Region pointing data
[Start of section]
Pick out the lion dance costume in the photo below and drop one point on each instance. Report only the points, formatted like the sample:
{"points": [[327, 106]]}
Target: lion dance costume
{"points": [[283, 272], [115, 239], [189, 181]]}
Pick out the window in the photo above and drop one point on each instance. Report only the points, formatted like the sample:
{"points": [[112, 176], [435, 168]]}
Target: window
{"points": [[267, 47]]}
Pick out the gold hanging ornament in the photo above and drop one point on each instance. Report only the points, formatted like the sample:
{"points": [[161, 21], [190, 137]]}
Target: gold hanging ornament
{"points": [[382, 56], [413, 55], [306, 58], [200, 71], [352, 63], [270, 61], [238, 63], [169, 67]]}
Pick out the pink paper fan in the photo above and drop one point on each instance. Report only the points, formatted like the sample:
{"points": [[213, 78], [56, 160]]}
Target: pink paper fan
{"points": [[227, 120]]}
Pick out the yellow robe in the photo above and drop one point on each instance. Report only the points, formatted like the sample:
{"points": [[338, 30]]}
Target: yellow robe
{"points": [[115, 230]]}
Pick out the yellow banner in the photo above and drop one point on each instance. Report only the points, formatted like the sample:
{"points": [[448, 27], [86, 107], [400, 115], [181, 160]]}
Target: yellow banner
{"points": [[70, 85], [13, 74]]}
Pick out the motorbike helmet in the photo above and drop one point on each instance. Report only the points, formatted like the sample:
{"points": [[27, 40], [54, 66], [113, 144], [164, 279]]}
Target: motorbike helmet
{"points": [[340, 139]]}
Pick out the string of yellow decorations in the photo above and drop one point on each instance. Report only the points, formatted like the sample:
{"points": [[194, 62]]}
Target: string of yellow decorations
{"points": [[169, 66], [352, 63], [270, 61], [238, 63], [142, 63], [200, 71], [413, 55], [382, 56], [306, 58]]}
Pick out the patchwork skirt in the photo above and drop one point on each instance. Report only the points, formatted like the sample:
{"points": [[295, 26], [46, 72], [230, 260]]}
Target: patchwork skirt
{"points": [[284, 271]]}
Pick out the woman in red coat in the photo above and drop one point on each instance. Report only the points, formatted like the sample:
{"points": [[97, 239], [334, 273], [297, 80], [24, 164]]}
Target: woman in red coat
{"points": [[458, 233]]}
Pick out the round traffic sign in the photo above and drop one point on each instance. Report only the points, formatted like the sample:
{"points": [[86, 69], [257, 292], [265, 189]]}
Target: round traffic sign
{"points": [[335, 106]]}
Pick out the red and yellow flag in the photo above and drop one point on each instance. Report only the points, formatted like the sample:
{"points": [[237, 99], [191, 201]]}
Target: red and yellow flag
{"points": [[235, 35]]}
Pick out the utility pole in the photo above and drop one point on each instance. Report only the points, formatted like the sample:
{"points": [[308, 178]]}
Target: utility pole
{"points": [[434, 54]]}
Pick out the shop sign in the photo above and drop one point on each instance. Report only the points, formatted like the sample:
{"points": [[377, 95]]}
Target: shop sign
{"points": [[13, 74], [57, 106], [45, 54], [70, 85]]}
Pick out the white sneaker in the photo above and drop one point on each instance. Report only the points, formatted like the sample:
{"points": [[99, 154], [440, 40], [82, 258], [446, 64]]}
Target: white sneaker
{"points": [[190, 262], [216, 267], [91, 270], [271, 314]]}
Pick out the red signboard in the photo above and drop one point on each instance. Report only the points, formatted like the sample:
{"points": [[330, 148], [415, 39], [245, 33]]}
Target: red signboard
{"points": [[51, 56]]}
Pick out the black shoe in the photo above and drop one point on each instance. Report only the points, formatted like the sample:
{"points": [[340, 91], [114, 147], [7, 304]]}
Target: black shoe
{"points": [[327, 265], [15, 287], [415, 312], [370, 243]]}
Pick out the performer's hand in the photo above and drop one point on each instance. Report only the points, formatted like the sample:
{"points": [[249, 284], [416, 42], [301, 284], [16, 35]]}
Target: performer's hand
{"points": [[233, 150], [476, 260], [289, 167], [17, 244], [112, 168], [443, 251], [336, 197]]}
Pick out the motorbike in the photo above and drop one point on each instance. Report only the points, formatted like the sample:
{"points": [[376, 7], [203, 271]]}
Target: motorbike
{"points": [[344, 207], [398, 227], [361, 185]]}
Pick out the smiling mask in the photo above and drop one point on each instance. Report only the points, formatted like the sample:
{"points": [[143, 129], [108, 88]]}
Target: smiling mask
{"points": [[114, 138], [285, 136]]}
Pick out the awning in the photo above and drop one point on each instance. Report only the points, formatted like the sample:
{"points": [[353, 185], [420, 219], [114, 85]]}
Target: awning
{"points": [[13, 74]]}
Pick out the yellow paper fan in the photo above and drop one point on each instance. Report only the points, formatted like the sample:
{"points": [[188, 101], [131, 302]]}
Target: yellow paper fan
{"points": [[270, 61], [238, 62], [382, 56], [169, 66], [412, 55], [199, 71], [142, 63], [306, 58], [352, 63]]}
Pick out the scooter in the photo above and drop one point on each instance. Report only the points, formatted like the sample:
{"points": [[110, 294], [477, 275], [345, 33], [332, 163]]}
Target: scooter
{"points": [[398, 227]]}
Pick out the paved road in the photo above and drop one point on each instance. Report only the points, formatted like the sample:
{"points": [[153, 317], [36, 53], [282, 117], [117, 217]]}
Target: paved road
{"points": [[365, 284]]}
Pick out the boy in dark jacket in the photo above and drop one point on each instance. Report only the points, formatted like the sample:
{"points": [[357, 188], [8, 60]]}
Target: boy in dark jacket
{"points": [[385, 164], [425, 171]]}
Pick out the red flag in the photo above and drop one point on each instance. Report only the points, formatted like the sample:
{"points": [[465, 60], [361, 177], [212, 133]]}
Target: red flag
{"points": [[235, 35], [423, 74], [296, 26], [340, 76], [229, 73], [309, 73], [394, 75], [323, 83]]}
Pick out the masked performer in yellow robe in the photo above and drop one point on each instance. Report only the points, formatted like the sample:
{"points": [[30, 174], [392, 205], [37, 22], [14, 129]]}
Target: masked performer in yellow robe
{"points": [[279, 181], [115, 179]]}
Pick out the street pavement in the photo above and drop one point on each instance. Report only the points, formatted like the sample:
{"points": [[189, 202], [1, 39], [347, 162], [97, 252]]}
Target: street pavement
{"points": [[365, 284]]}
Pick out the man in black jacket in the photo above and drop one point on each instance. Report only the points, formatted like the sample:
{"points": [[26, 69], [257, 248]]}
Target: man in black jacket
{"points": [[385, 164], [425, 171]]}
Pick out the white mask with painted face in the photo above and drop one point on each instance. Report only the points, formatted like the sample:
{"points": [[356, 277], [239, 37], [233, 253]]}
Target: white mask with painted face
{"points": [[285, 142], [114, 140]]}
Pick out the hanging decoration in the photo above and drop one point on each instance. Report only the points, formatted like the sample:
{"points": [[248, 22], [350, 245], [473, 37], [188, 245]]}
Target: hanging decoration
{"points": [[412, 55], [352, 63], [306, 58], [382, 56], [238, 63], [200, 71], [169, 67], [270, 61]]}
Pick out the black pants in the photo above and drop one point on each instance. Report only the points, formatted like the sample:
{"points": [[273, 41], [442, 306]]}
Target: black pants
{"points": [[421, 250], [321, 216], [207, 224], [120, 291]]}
[End of section]
EXERCISE REQUIREMENTS
An exact reproduction of all the records is needed.

ANSWER SPACE
Pick out the lion dance costume in the photo below and drop one point on each instance. Report only the points, formatted like the sample:
{"points": [[327, 106]]}
Target: lion dance costume
{"points": [[283, 272], [115, 239], [189, 181]]}
Pick out the window in the photo above and drop one point on each instance. Report only the points, formatted like the sample:
{"points": [[112, 176], [435, 168]]}
Target: window
{"points": [[267, 47]]}
Pick out the gold hanging ornament in the photo above and drop one point on each instance. Report only the points, formatted like the sample:
{"points": [[161, 21], [190, 137]]}
Target: gold hanging ornament
{"points": [[382, 56], [413, 55], [306, 58], [200, 71], [352, 63], [270, 61], [238, 63], [169, 67]]}
Pick out the pink paper fan in the photo above and drop one point on each instance. Report only the points, formatted like the sample:
{"points": [[213, 78], [56, 160]]}
Target: pink paper fan
{"points": [[227, 120]]}
Pick out the yellow robe in the photo above and drop one point on each instance. Report only the points, formatted like the sample:
{"points": [[338, 30]]}
Target: yellow robe
{"points": [[115, 230]]}
Pick out the yellow banner in the photo above and drop one point on each instance. Report only the points, formatted like the sample:
{"points": [[448, 27], [86, 107], [400, 115], [181, 160]]}
Target: yellow banner
{"points": [[70, 85], [13, 74]]}
Pick out the motorbike helmet in the photo above and drop one point on each instance. Report only the points, formatted like the sample:
{"points": [[27, 40], [54, 66], [113, 144], [164, 279]]}
Target: motorbike helmet
{"points": [[340, 139]]}
Pick out the string of yellow decorations in the photo above and drop one point on each instance. Report only the points, formatted like the sample:
{"points": [[194, 62]]}
Target: string of yellow decorations
{"points": [[169, 66], [352, 63], [270, 61], [238, 63], [142, 63], [200, 71], [413, 55], [382, 56], [306, 58]]}
Pick out the patchwork skirt in the photo above and drop one point on each instance. Report only the points, formatted like the sample:
{"points": [[295, 26], [46, 72], [230, 260]]}
Target: patchwork skirt
{"points": [[284, 271]]}
Pick out the woman in red coat in the photo above and drop one point on each instance. Report only the points, formatted like the sample:
{"points": [[97, 239], [334, 273], [297, 80], [24, 164]]}
Target: woman in red coat
{"points": [[458, 233]]}
Pick out the round traffic sign in the photo above and drop one point on each instance. Report only the points, formatted like the sample:
{"points": [[86, 69], [257, 292], [265, 189]]}
Target: round traffic sign
{"points": [[335, 106]]}
Pick out the red and yellow flag in the photo above and drop one point on each instance. Report only the points, formatted like the sample:
{"points": [[237, 99], [191, 201]]}
Target: red and yellow flag
{"points": [[235, 35]]}
Pick out the utility pole in the photo above and drop one point on each instance. Report only the points, formatted like the sample:
{"points": [[308, 178]]}
Target: utility pole
{"points": [[434, 54]]}
Pick out the shop sign in the photo above and drop one point on each instance. Report only the points, formatted like the sample:
{"points": [[377, 95]]}
Target: shop sign
{"points": [[13, 74], [57, 106], [45, 54], [70, 85]]}
Pick out the white sneaker in the photo above and drop one point on each instance. Report only the points, formatted like the sample:
{"points": [[99, 154], [440, 40], [82, 258], [446, 64]]}
Target: white sneaker
{"points": [[190, 262], [216, 267], [91, 270], [271, 314]]}
Pick out the red signboard in the photo above and drop one point on each instance. Report only the points, formatted like the sample:
{"points": [[330, 148], [415, 39], [245, 33]]}
Target: red signboard
{"points": [[51, 56]]}
Pick out the black shoe in the photo above and drop one point on each instance. Report only the points, formatted like the sample:
{"points": [[340, 91], [114, 147], [7, 304]]}
Target: black shoe
{"points": [[327, 265], [15, 287], [415, 312], [370, 243]]}
Pick out the performer's hand in the photo above and drop one point on each instance. Report only the points, formatted like the sample:
{"points": [[249, 284], [416, 42], [301, 284], [16, 35]]}
Target: performer's hand
{"points": [[233, 150], [476, 260], [289, 167], [17, 244], [112, 168], [443, 251], [336, 197]]}
Pick out the motorbike in the photo above and drop one point on each instance. Report only the points, formatted like the sample:
{"points": [[376, 7], [203, 271]]}
Target: motorbike
{"points": [[344, 207], [398, 227], [361, 185]]}
Pick out the smiling mask in the photo above and drop one point on each instance. Report only the points, formatted like the sample:
{"points": [[143, 129], [108, 88]]}
Target: smiling mask
{"points": [[114, 138], [285, 136]]}
Pick out the awning in the photo above and drop one point on each instance. Report only the points, formatted like the sample:
{"points": [[353, 185], [420, 219], [114, 85]]}
Target: awning
{"points": [[13, 74]]}
Pick out the yellow paper fan in the photo above and drop one point on each instance. Report only the points, formatted like the sample:
{"points": [[188, 101], [131, 302]]}
Target: yellow paper fan
{"points": [[270, 61], [238, 62], [382, 56], [169, 66], [412, 55], [199, 71], [142, 63], [306, 58], [352, 63]]}
Pick out the scooter in the photo above and drop one point on each instance. Report only the points, formatted like the sample:
{"points": [[110, 294], [477, 275], [345, 33], [332, 163]]}
Target: scooter
{"points": [[398, 227]]}
Pick out the paved road in the photo above and drop one point on each instance. Report only the points, formatted like the sample:
{"points": [[153, 317], [36, 53], [282, 117], [117, 217]]}
Target: paved road
{"points": [[365, 284]]}
Pick out the boy in dark jacket in the photo above and drop one point on each instance. Report only the points, formatted like the sample:
{"points": [[357, 188], [8, 60]]}
Target: boy in dark jacket
{"points": [[385, 164], [425, 171]]}
Pick out the red flag in the photo above and drop one point on each instance. Report only the points, formatted like the sample:
{"points": [[465, 60], [361, 177], [212, 133]]}
Target: red flag
{"points": [[235, 35], [423, 74], [296, 26], [340, 76], [229, 73], [309, 73], [394, 75], [323, 83]]}
Pick out the masked performer in yellow robe in the photo above and drop one point on each instance. Report only the points, formatted like the sample:
{"points": [[30, 174], [392, 205], [37, 22], [14, 129]]}
Target: masked performer in yellow robe
{"points": [[279, 181], [115, 179]]}
Pick out the street pavement in the photo above and drop one point on each instance. Report only the points, formatted like the sample:
{"points": [[189, 202], [1, 39], [347, 162], [97, 252]]}
Target: street pavement
{"points": [[365, 284]]}
Pick out the man in black jacket in the photo above and drop one point on each instance. Report only the points, formatted like the sample:
{"points": [[26, 69], [257, 248]]}
Target: man in black jacket
{"points": [[385, 164], [425, 171]]}
Pick out the white mask with painted face in the photo above and drop one point on each instance. Report only the points, formatted like the sample:
{"points": [[356, 277], [239, 37], [233, 253]]}
Target: white mask with painted face
{"points": [[285, 142], [114, 140]]}
Pick out the hanging decoration in the photo above and drop one point on each instance. Report only the points, formatted like the sample:
{"points": [[248, 22], [350, 245], [473, 37], [188, 245]]}
Target: hanging decoration
{"points": [[412, 55], [352, 63], [306, 58], [382, 56], [238, 63], [200, 71], [169, 67], [270, 61]]}
Pick out the black pants in the photo above and drop one point on each instance. Report only the points, formatted like the sample:
{"points": [[273, 41], [442, 306]]}
Target: black pants
{"points": [[421, 250], [321, 216], [207, 224], [120, 291]]}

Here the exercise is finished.